Entscheidungsstichwort (Thema)
Zulässigkeit der Aufrechnung durch das Finanzamt während der Wohlverhaltensphase des Restschuldbefreiungsverfahrens
Leitsatz (redaktionell)
Während der Wohlverhaltensphase des Restschuldbefreiungsverfahrens ist eine Aufrechnung des Finanzamtes gegen Steuererstattungsforderungen zulässig.
Normenkette
AO § 226 Abs. 1; BGB § 387; InsO § 286
Nachgehend
Tatbestand
Die Beteiligten streiten über die Befugnis des Beklagten zur Aufrechnung.
Die Klägerin ist gesamtschuldnerisch mit ihrem früheren Ehemann zu Einkommensteuernachzahlungen aus dem Veranlagungszeitraum 1995 und damit zusammenhängenden Nebenforderungen verpflichtet. Durch Beschluss des Amtsgerichts vom 6. Dezember 2001 wurde über das Vermögen der Klägerin das Insolvenzverfahren eröffnet. Der Beklagte meldete mit Schreiben vom 25. Januar 2002 eine Forderung von insgesamt 2.606,49 € an Steuerrückständen für 1995 und Nebenforderungen im Insolvenzverfahren an. Mit Beschluss des Amtsgerichts vom 20. August 2002 wurde die Restschuldbefreiung angekündigt und entschieden, dass sich die Laufzeit der Abtretung nach § 287 Abs. 2 Satz 1 Insolvenzordnung (InsO) auf fünf Jahre verkürzt. Durch weiteren Beschluss des Amtsgerichts vom 13. September 2002 wurde das Insolvenzverfahren aufgehoben.
Die Klägerin beantragte mit ihrem jetzigen Ehemann Zusammenveranlagung zur Einkommensteuer (ESt) 2002. Mit Steuerbescheid vom 10. Juli 2003 wurde die ESt für die Eheleute auf 8.653 €, der Solidaritätszuschlag auf 330,88 € und die evangelische Kirchensteuer für den Ehemann auf 13 € festgesetzt. Aufgrund eines höheren Lohnsteuerabzuges ergab sich ein Guthaben von 3.309,75 €. Mit Schreiben vom 14. Juli 2003 berichtigte der Beklagte die Abrechnung des Steuerbescheides dahingehend, dass der Erstattungsanspruch auf die Klägerin und ihren Ehemann aufgeteilt wurde, wobei auf die Klägerin ein Betrag von 2.184,86 € entfiel. Der Beklagte erklärte in diesem Schreiben die Aufrechnung gegen diese Erstattungsforderung der Klägerin mit deren Steuerschulden aus 1995 nebst Nebenforderungen in Höhe von 1.121,40 €. Ferner wies der Beklagte darauf hin, dass ein Betrag von 1.063,46 € an einen Drittschuldner aufgrund einer Pfändung vom 12. März 2003 ausgekehrt worden sei. Für die Klägerin verbleibe deshalb kein auszuzahlendes Guthaben.

■ MATERIAL:
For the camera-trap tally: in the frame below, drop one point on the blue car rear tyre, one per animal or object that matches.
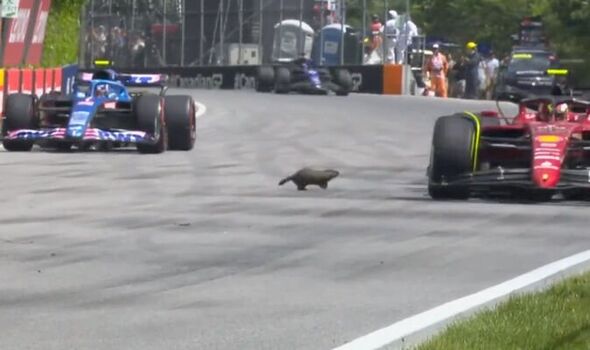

■ AUFGABENSTELLUNG:
An welchem Tag wurde laut Ausgangstext das Insolvenzverfahren über das Vermögen der Klägerin eröffnet?

■ LÖSUNG:
Am 6. Dezember 2001 durch Beschluss des Amtsgerichts.